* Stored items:
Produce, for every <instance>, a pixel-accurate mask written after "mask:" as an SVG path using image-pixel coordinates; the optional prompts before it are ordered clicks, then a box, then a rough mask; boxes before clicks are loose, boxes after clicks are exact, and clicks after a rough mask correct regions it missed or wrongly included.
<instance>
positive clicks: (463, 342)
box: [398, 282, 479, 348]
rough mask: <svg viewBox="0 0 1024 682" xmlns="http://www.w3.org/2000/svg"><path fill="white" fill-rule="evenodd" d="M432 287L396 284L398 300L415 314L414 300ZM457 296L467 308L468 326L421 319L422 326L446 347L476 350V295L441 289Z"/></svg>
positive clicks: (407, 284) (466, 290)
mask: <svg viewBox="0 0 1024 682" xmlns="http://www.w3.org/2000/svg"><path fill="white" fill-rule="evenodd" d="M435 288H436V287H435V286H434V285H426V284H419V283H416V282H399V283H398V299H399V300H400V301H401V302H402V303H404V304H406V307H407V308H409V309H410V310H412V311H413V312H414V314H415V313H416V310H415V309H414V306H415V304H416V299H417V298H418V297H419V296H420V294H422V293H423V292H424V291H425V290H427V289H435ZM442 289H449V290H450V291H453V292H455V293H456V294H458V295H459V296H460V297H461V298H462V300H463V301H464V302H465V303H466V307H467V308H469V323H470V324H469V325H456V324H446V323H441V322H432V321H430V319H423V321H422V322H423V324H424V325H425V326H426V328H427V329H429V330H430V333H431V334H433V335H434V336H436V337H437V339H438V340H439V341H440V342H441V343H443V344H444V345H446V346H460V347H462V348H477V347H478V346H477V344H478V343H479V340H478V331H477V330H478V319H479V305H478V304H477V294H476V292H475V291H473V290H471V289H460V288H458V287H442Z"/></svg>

* Aim of the task:
Look through the data above and report every line in which "instance" appears.

* Result of this task:
Produce, for every <instance>, a pixel-accurate mask written after "mask:" as an SVG path using image-pixel coordinates; the optional prompts before it are ordered clicks, then a box, then a rough mask; boxes before clicks are loose, boxes after clicks are exact, and clicks after a rough mask correct regions it missed or wrongly included.
<instance>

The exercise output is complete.